Short task
Reproduce the records below in their entirety, character for character.

Given records
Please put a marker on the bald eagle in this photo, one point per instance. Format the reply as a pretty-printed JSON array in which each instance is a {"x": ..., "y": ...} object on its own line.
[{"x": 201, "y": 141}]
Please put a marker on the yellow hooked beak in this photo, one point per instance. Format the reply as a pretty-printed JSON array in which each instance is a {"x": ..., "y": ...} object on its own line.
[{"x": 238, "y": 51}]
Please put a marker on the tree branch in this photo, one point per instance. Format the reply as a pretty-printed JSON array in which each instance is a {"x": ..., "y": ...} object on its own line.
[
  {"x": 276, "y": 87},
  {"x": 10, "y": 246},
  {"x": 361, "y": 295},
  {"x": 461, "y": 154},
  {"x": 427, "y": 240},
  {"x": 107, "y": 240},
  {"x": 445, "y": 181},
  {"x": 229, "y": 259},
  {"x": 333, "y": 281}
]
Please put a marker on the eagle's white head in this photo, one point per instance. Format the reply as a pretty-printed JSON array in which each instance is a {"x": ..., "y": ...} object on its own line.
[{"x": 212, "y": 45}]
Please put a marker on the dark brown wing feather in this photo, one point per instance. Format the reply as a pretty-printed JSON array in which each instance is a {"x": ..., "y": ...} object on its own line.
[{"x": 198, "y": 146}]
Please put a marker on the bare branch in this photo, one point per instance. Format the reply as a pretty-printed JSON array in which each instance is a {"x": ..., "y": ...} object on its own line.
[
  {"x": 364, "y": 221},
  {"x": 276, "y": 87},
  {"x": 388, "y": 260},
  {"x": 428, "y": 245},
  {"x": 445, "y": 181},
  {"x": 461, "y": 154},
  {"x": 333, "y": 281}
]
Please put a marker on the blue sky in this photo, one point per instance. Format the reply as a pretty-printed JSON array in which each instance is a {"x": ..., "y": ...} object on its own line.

Solution to this problem
Please put a marker on the bald eagle in this photo, one point per instance. Format the reply as a pretty-printed JSON array in which each instance is a {"x": ..., "y": ...} object on its own line.
[{"x": 201, "y": 141}]
Please put a marker on the yellow hooked beak in this photo, one point per instance. Format the reply as a pretty-printed JSON array in which each instance is a {"x": ..., "y": ...} object on its own line.
[{"x": 238, "y": 51}]
Please put a marker on the tree branch in this photo, one point per instance. Format the reply as a pretty-printed JSON array in which each instance is a {"x": ..., "y": ...} object on its own line.
[
  {"x": 276, "y": 87},
  {"x": 10, "y": 246},
  {"x": 361, "y": 295},
  {"x": 461, "y": 154},
  {"x": 427, "y": 240},
  {"x": 107, "y": 240},
  {"x": 445, "y": 181},
  {"x": 229, "y": 259},
  {"x": 333, "y": 281}
]
Please put a marker on the eagle's white head in this photo, one point per instance. Format the reply as a pretty-printed JSON array in which each instance is a {"x": ..., "y": ...} object on its own line.
[{"x": 212, "y": 45}]
Please put a marker on the dark brown wing feather in this photo, one point per instance. Format the reply as a pretty-printed JSON array in which each instance is a {"x": ..., "y": ...} object on its own line.
[{"x": 198, "y": 146}]
Please put a marker on the bare branch in this photo, one point per instance. Format the reply as a pretty-printed JSON array in which each instance is a {"x": ..., "y": ...} object on its own line.
[
  {"x": 364, "y": 221},
  {"x": 276, "y": 87},
  {"x": 388, "y": 260},
  {"x": 428, "y": 245},
  {"x": 445, "y": 181},
  {"x": 461, "y": 154},
  {"x": 333, "y": 281}
]
Please put a marker on the blue sky in this photo, one point per instance. Format the reply as a pretty-printed JSON array in which each instance is a {"x": ..., "y": ...} object on its own line.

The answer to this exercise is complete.